◆ Text ◆
# # # # # # #

Author: Robert Pound

Links: Enterprise SolutionsBusiness Intelligence and Appliance Solutions, Boomi Getting Started

Episode 4 | Dell Boomi XML to CSV Mapping

This episode covers mapping an XML file to a comma-separated value (CSV) in Dell Boomi. It builds on information covered in the previous episodes.

The Dell Business Intelligence Project Using USPTO Data project uses Dell Boomi, Dell Quickstart Data Warehouse Appliance and Toad products to analyze publicly available data. For more information about the goal and scope of the project, as well as a breakdown of the episodes, go to: episode 1.

Single XML to CSV file

In the last project, we downloaded and extracted a zip file from an HTTP connection. Building on this set of tools, we can test the mapping function in Dell Boomi. Then we use this mapping to extract useful XML data. Lastly, we can save it to a CSV file. The steps for this episode are outlined here:

  • Manually create XML
  • Modify components
  • Create XML to CSV map
    • Import XML profile
    • Create simple CSV profile
    • Map fields
  • Run Process

Many of the required components are similar to the components in the First Project. We start by copying that process.

To copy components:

Figure 1.      Copy your previous work in Component Explorer.

  1. In the Component Explorer, select the blue triangle next to First project and select Copy.
  2. In the Copy Component window, select the same folder used in the previous project. In this case Dell-REP.

# # # # # # #

◆ Set exercise A ◆
Answer these questions using the Dell Boomi mapping page:
(i) Which products does the project use to analyze publicly available data?
(ii) What did the last project download and extract, and from what kind of connection?
(iii) Which folder is selected in the Copy Component window?
◆ Set exercise B ◆
According to the Dell Boomi mapping page, why does the work in this episode begin by copying the First Project process?
◆ Set exercise C ◆
Retype the part of the Dell Boomi mapping page that opens with the words "In the last" and closes with "copying that process.".

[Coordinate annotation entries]
# # # # # # #

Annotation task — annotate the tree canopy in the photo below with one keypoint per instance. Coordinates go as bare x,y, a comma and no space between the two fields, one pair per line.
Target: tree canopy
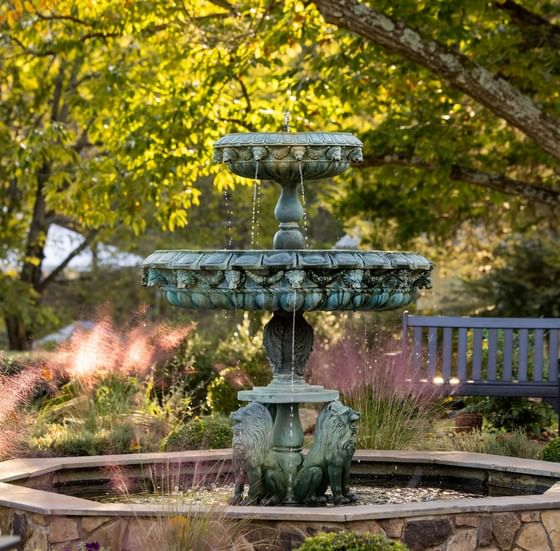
109,110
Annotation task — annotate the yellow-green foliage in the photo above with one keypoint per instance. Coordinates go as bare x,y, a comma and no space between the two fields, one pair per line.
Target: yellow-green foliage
350,541
515,444
551,451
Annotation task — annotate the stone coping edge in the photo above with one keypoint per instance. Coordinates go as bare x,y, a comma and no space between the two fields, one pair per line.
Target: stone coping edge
42,502
47,503
17,469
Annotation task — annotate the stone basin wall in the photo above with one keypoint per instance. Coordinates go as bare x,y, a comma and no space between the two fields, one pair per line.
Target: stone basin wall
50,521
515,531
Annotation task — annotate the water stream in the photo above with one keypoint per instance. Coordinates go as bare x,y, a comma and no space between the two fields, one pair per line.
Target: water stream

# # # # # # #

◆ Full response A ◆
(i) Dell Boomi, Dell Quickstart Data Warehouse Appliance and Toad products.
(ii) A zip file, from an HTTP connection.
(iii) Dell-REP, the same folder used in the previous project.

◆ Full response B ◆
Many of the components this episode needs are similar to the components in the First Project. Copying that process therefore gives a starting point that already contains them.

◆ Full response C ◆
In the last project, we downloaded and extracted a zip file from an HTTP connection. Building on this set of tools, we can test the mapping function in Dell Boomi. Then we use this mapping to extract useful XML data. Lastly, we can save it to a CSV file. The steps for this episode are outlined here:

  • Manually create XML
  • Modify components
  • Create XML to CSV map
    • Import XML profile
    • Create simple CSV profile
    • Map fields
  • Run Process

Many of the required components are similar to the components in the First Project. We start by copying that process.